-- Begin Extracted records --

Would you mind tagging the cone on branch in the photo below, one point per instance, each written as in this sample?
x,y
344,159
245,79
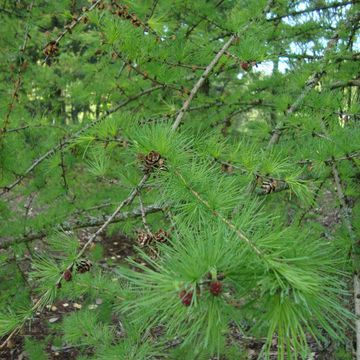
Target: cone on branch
x,y
84,265
152,161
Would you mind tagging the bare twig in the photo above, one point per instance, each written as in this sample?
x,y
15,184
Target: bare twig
x,y
70,27
18,81
346,213
88,222
310,84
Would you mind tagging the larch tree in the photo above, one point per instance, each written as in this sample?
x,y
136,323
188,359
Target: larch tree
x,y
217,140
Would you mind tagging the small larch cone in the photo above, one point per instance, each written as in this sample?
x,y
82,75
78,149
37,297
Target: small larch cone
x,y
51,48
144,238
215,288
67,275
83,266
161,236
186,297
153,160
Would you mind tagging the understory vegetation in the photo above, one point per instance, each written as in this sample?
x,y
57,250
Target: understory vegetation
x,y
179,179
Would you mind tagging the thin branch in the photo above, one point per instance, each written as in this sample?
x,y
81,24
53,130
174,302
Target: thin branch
x,y
88,222
70,27
143,216
68,141
18,81
199,83
310,84
229,224
312,9
346,213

-- End Extracted records --

● **Exercise aim**
Render every line of the records above as a JSON list of strings, one string per line, omitting blank lines and leaving out the pictures.

● **Response for this exercise**
[
  "Would you mind tagging the cone on branch in the photo below, one point per instance, each written as in this sample?",
  "x,y",
  "344,159",
  "245,79",
  "Target: cone on branch",
  "x,y",
  "84,265",
  "152,161",
  "Would you mind tagging the bare twig in the photo above, one point per instance, each written as in this sample?",
  "x,y",
  "15,184",
  "Target: bare twig",
  "x,y",
  "70,27",
  "18,81",
  "346,213",
  "88,222",
  "310,84",
  "Would you mind tagging the larch tree in the photo above, one point per instance, each written as in this sample?",
  "x,y",
  "136,323",
  "188,359",
  "Target: larch tree",
  "x,y",
  "217,140",
  "Would you mind tagging the small larch cone in the photo above, one point per instance, each written as in this sample?",
  "x,y",
  "82,75",
  "78,149",
  "37,297",
  "Target: small larch cone",
  "x,y",
  "51,48",
  "144,238",
  "215,288",
  "67,275",
  "83,266",
  "161,236",
  "186,297",
  "153,160",
  "Would you mind tagging the understory vegetation in the photo above, one point per instance, each written as in this sample?",
  "x,y",
  "57,250",
  "Target: understory vegetation",
  "x,y",
  "179,179",
  "Would you mind tagging the thin branch in the photo above, one point per instance, each written as in this sample?",
  "x,y",
  "81,24",
  "53,130",
  "174,302",
  "Target: thin branch",
  "x,y",
  "88,222",
  "70,27",
  "143,216",
  "68,141",
  "18,81",
  "199,83",
  "310,84",
  "229,224",
  "312,9",
  "346,213"
]